=== Begin Enclosure ===
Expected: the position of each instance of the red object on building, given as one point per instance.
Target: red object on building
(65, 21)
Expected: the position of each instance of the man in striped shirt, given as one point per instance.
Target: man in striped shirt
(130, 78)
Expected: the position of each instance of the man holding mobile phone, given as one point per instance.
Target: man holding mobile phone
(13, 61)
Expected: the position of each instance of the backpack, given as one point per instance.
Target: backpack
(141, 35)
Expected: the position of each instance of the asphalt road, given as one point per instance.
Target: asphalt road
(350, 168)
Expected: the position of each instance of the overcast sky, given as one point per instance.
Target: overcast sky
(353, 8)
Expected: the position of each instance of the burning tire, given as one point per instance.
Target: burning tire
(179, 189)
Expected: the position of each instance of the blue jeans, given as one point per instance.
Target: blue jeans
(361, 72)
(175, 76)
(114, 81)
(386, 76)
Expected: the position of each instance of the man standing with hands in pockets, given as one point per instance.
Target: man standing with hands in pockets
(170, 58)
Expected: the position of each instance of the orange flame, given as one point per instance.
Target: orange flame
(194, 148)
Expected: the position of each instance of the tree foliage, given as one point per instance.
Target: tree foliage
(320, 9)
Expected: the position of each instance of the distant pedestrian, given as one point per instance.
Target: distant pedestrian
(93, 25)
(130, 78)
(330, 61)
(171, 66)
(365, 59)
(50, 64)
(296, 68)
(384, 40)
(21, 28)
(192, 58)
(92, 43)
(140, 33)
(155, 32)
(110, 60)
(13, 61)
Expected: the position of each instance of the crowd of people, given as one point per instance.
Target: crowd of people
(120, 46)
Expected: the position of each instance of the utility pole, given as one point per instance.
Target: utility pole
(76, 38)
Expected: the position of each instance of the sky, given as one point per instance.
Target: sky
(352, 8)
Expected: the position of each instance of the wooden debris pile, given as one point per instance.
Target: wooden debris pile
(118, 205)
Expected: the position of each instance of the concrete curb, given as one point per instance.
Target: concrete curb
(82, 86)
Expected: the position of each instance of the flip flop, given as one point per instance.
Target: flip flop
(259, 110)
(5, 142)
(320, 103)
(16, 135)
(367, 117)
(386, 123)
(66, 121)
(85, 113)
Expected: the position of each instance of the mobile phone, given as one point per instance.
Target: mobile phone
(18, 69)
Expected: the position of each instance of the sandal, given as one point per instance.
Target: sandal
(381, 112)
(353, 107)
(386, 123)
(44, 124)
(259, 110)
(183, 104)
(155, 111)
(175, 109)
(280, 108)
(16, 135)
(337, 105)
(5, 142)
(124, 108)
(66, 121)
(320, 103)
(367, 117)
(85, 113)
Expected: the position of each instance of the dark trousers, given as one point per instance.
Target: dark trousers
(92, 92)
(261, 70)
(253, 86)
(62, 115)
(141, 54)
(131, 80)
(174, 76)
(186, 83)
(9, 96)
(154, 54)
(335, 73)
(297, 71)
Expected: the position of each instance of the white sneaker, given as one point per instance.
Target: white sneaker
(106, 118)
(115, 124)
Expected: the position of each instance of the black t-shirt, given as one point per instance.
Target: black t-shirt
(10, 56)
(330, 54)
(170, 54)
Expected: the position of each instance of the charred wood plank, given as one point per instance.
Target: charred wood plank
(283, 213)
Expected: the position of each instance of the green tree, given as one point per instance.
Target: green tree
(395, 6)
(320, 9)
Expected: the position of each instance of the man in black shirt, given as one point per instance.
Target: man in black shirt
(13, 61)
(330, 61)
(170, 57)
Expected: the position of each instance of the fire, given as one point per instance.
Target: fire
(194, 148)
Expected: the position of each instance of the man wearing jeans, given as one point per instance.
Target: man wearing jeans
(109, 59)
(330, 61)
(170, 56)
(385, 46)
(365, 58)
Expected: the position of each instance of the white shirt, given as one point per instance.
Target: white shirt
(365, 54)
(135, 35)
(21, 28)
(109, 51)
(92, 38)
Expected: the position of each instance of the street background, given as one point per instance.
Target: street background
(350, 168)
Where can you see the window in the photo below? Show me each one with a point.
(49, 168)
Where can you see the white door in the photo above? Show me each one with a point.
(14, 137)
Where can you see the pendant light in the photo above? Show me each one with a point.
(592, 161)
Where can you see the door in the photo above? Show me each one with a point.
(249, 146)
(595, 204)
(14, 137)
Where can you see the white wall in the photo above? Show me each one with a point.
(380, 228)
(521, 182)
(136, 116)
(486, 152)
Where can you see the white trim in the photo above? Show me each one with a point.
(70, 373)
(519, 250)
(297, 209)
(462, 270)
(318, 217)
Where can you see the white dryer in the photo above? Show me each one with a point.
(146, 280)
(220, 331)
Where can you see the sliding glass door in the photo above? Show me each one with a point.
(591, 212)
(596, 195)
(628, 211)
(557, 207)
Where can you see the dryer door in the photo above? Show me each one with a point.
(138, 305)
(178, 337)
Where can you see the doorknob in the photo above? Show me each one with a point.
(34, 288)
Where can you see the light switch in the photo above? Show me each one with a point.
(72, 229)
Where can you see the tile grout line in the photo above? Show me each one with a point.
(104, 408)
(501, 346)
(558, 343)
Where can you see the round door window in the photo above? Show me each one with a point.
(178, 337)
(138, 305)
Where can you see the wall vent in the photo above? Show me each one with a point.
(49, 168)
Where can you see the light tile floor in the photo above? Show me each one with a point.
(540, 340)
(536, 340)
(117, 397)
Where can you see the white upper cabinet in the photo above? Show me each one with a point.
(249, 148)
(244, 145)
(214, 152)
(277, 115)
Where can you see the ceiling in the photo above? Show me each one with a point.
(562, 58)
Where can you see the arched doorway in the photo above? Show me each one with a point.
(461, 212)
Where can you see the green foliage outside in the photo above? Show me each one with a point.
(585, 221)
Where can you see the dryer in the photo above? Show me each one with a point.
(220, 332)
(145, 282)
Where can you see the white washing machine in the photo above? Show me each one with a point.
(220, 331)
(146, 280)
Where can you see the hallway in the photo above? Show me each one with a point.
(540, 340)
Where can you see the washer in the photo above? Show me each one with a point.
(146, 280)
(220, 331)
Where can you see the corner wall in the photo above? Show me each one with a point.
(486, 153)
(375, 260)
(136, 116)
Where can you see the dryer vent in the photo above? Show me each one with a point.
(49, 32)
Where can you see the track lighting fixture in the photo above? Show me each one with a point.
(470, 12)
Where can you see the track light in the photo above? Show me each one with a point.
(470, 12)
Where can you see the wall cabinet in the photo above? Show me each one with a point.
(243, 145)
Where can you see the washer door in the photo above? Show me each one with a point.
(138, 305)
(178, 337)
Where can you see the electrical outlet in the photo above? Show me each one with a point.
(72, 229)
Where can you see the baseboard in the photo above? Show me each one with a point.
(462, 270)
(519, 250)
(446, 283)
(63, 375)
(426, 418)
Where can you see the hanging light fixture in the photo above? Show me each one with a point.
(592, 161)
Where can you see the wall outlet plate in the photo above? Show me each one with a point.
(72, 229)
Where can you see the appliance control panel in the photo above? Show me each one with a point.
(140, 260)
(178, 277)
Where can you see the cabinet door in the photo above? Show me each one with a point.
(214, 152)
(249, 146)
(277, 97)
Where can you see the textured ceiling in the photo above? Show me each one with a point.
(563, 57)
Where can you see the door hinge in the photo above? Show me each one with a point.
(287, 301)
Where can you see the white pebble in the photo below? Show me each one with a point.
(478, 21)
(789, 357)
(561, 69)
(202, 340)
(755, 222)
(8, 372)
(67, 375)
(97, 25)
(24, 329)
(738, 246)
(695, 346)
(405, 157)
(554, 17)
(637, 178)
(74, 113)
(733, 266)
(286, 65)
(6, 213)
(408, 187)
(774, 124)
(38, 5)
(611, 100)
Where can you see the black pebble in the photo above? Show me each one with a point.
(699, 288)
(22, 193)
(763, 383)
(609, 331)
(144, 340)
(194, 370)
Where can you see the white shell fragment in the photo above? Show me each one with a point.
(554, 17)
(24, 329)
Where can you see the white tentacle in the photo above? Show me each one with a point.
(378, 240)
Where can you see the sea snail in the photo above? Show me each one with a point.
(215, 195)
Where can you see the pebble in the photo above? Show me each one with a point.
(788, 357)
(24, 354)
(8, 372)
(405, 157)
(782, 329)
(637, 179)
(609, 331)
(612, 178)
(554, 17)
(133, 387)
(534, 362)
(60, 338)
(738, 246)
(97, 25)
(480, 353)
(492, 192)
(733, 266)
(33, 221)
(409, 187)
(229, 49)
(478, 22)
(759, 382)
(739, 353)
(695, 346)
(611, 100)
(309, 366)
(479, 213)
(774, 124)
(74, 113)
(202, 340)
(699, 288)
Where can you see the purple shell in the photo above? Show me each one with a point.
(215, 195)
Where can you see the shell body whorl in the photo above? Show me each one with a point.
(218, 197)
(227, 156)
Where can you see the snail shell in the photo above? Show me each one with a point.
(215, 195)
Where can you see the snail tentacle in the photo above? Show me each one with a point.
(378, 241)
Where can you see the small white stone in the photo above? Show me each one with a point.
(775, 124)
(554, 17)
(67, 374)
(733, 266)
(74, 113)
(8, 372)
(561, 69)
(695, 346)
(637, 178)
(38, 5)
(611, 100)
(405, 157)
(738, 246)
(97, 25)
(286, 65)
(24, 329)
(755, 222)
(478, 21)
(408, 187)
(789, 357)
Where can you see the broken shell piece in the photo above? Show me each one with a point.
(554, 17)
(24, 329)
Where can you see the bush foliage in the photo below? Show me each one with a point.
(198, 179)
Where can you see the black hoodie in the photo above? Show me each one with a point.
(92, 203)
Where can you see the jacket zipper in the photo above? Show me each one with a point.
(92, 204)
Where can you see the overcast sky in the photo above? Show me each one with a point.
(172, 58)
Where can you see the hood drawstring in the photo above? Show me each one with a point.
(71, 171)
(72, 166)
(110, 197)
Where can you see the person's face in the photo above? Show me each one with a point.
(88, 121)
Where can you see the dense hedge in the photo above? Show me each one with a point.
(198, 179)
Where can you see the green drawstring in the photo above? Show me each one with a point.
=== End Enclosure ===
▶ WHAT YOU NEED TO DO:
The required output is the stretch of entries above from the line containing "Target: red object on building" through the line containing "Expected: the position of each instance of the orange", reproduced exactly.

▶ RESULT BELOW:
Target: red object on building
(65, 21)
Expected: the position of each instance of the man in striped shirt, given as one point per instance.
Target: man in striped shirt
(130, 78)
Expected: the position of each instance of the man holding mobile phone, given as one point per instance.
Target: man holding mobile phone
(13, 61)
Expected: the position of each instance of the backpack, given as one point per instance.
Target: backpack
(141, 35)
Expected: the position of each instance of the asphalt road, given as one point per instance.
Target: asphalt road
(350, 168)
Expected: the position of each instance of the overcast sky, given as one point per instance.
Target: overcast sky
(353, 8)
Expected: the position of each instance of the burning tire, given as one point per instance.
Target: burning tire
(179, 189)
Expected: the position of each instance of the blue jeans, given as one point per instance.
Target: blue jeans
(361, 72)
(175, 76)
(114, 81)
(386, 76)
Expected: the position of each instance of the man standing with hands in pockets, given as one point per instance.
Target: man standing with hands in pockets
(170, 58)
Expected: the position of each instance of the orange flame, given as one point per instance.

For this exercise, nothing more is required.